◆ Ausgangstext ◆
_ _ _ _

JudikaturVfGH

V43/2018 – Verfassungsgerichtshof (VfGH) Entscheidung

Entscheidung
27. September 2018

Spruch

Der Antrag wird zurückgewiesen.

Begründung

I. Antrag

Gestützt auf Art139 Abs1 Z3 B VG, begehrt der Antragsteller in Form eines Individualantrages betreffend "§6 Abs4 und §9 Abs1 der Verordnung des Gemeinderats der Stadt Steyr vom 17. 11. 2005, Präs-105/98", der Verfassungsgerichtshof möge

"a. die Bestimmung des §6 Abs4 in ihrer Gesamtheit als verfassungswidrig aufheben,

b. hilfsweise folgenden Textteil:

'Anträge gemäß Abs1 litd müssen von einem weiteren Mitglied des Gemeinderates bzw von einem(r) weiteren Stadtrat (Stadträtin) ohne Gemeinderatsmandat unterstützt sein. Die Unterstützung erfolgt durch das Beisetzen der eigenhändigen Unterschriften.'

c. Die Bestimmung des §9 Abs1 letzter Satz ('Wird aufgrund des Wahlvorschlages einer wahlwerbenden Partei lediglich ein Mitglied des Gemeinderates gewählt bildet dieses keine Fraktion') als verfassungswidrig aufheben" (Zitat ohne die im Original enthaltenen Hervorhebungen).

II. Rechtslage

1. §§6 und 9 der Verordnung des Gemeinderates der Stadt Steyr vom 17.11.2005, Präs-105/98, zuletzt geändert durch Verordnung des Gemeinderates der Stadt Steyr vom 29.10.2015, betreffend die Geschäftsordnung des Gemeinderates der Stadt Steyr und seiner Ausschüsse (GOGR), lauten wie folgt (die angefochtenen Bestimmungen sind hervorgehoben):

"§6

Anträge zur Sache (Sachanträge)

(1) Anträge gelangen an den Gemeinderat als

a) Vorlagen des (der) Bürgermeisters (Bürgermeisterin);

b) selbständige Anträge des Stadtsenates (§47 Abs2 StS.);

c) Vorlagen des Stadtsenates (§49 Abs3 StS.);

d) Anträge von Mitgliedern des Gemeinderates und von Stadträten (Stadträtinnen) ohne Gemeinderatsmandat;

e) selbständige Anträge der Ausschüsse im Rahmen ihrer Zuständigkeit gem. §40 Abs4 StS.

_ _ _ _

◆ Übungsaufgaben ◆
A) Übertragen Sie den Satz „Die Unterstützung erfolgt durch das Beisetzen der eigenhändigen Unterschriften.“ aus der Entscheidung des Verfassungsgerichtshofs ins Englische.
B) Setzen Sie die Entscheidung des Verfassungsgerichtshofs im Anschluss an den letzten abgedruckten Satz fort.
Die Datensätze stehen in keinem Zusammenhang mit der Entscheidung des Verfassungsgerichtshofs.

◆ Datensätze ◆
_ _ _ _

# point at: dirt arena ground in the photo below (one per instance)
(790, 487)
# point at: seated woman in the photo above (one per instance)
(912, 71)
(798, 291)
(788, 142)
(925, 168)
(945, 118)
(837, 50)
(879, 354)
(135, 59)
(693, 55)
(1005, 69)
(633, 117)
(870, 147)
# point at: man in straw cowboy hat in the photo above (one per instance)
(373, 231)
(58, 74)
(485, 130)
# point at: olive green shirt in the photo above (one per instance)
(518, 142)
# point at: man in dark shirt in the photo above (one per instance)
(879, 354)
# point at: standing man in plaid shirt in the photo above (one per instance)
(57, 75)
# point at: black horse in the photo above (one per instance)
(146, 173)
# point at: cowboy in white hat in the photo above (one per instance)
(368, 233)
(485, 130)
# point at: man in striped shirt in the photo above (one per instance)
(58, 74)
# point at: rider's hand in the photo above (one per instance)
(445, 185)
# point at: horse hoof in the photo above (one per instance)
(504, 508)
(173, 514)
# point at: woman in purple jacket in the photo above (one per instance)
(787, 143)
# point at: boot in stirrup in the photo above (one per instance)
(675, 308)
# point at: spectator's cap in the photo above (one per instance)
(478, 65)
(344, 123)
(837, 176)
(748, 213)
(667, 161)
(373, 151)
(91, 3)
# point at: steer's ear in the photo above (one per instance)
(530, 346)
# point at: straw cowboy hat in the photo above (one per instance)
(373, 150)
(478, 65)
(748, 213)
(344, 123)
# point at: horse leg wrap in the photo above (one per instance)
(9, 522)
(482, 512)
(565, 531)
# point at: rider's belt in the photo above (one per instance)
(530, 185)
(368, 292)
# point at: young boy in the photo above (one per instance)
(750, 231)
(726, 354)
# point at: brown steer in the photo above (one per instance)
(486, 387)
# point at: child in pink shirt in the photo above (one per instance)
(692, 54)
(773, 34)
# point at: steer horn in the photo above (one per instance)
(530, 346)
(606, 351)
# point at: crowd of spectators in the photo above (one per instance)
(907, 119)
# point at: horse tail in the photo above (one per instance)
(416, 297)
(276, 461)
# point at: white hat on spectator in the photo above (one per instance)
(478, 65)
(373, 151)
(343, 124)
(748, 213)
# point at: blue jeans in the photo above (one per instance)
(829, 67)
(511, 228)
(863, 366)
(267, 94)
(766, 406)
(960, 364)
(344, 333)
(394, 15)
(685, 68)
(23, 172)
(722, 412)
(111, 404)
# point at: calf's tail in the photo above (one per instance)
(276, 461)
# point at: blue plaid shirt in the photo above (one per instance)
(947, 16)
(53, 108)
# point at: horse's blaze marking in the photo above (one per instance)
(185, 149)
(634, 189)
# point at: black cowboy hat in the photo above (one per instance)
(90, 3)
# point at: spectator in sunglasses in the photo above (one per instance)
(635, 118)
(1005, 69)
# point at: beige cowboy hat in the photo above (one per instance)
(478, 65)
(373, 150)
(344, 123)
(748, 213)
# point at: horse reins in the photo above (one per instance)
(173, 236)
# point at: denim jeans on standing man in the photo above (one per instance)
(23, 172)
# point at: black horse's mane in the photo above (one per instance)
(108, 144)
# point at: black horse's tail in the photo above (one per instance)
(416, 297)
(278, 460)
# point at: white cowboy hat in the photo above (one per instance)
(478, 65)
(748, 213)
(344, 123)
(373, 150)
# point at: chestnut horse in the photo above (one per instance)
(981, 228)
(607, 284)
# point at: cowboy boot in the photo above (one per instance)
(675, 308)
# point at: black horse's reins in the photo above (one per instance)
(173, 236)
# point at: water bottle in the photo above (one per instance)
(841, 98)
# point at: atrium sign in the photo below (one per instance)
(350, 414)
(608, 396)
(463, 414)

_ _ _ _

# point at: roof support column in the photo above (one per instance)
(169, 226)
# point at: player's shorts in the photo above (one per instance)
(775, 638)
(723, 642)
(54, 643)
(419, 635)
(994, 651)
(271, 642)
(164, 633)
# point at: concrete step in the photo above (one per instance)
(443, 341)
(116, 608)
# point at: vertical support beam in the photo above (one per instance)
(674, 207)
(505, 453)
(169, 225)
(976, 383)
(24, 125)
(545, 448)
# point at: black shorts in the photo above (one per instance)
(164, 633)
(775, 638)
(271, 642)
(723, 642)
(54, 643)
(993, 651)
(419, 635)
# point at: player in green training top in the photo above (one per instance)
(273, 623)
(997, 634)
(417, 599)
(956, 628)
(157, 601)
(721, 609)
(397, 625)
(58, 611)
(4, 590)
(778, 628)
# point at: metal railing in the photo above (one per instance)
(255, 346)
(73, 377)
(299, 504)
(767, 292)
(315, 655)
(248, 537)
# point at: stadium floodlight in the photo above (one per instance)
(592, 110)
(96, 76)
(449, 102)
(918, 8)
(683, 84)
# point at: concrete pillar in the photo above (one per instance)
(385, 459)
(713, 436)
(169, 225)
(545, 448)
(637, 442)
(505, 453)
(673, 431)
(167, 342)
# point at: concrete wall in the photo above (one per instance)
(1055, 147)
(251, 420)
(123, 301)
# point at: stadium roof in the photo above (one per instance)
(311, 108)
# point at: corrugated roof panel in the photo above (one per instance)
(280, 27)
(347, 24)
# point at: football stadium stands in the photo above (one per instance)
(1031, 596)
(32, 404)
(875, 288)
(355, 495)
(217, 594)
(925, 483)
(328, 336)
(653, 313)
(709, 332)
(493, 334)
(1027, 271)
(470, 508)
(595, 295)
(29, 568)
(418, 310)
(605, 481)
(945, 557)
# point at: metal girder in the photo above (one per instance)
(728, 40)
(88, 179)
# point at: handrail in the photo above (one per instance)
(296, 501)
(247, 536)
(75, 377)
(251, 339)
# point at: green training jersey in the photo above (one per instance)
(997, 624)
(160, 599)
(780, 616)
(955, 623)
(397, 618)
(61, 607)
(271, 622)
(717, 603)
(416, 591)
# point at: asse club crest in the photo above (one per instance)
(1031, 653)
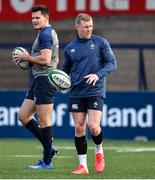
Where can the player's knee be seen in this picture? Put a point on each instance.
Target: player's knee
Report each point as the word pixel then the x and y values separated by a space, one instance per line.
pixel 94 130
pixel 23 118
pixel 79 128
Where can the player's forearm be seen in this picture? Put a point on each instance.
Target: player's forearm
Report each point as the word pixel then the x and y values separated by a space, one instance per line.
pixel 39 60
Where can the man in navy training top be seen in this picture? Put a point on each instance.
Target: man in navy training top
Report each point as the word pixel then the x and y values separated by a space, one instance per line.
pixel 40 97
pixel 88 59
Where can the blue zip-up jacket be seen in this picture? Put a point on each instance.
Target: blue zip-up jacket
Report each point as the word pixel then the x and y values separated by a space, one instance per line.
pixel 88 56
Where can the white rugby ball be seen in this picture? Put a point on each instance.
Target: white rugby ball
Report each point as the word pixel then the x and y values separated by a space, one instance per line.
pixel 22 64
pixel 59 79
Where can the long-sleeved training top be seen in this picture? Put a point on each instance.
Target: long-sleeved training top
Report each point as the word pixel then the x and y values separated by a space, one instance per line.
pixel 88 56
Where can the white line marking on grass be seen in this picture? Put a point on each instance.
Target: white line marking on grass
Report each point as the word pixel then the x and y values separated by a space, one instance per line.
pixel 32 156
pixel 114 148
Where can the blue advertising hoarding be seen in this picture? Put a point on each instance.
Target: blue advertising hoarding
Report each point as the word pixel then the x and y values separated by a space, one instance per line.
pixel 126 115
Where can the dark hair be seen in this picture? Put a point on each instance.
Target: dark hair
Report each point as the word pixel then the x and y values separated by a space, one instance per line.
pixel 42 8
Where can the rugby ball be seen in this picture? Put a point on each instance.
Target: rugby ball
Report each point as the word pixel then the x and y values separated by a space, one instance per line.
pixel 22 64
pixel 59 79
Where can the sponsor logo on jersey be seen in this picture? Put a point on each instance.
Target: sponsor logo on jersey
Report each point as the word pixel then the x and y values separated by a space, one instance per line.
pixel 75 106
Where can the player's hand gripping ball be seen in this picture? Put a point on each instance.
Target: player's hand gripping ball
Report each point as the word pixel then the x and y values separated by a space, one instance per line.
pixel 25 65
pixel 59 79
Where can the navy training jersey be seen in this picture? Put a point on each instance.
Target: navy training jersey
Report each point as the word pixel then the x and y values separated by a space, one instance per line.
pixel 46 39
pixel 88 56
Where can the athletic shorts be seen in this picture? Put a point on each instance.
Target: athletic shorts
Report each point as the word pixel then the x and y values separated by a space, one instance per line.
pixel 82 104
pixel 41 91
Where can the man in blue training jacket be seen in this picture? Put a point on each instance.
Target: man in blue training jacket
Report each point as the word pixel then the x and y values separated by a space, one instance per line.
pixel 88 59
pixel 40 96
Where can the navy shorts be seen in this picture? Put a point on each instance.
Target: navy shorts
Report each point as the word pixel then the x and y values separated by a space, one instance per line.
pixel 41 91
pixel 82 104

_ _ _ _

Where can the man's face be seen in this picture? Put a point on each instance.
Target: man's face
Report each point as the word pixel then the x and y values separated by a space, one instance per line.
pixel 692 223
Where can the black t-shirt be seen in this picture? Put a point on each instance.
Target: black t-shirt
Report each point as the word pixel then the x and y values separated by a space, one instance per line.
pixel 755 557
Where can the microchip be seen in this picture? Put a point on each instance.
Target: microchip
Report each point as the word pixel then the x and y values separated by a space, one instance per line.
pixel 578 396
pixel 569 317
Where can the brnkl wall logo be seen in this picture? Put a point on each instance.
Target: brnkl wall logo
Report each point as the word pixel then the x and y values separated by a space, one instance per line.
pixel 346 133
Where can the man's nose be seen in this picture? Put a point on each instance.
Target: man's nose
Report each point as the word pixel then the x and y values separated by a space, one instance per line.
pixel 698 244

_ _ _ _

◆ Lösungen ◆
A) The support is given by adding the handwritten signatures.

B)
(2) Der (Die) Bürgermeister (Bürgermeisterin) legt die beim Magistrat angefallenen Geschäftsstücke vor, deren Entscheidung in den Wirkungsbereich des Gemeinderates fällt (Vorlagen des (der) Bürgermeisters (Bürgermeisterin)), soweit es sich nicht um Geschäftsstücke handelt, die durch Beschluss des Stadtsenates oder im Zusammenhang mit seinem Geschäftsbereich von einem Mitglied des Stadtsenates vorzulegen sind (Vorlagen des Stadtsenates §49 Abs3 StS.).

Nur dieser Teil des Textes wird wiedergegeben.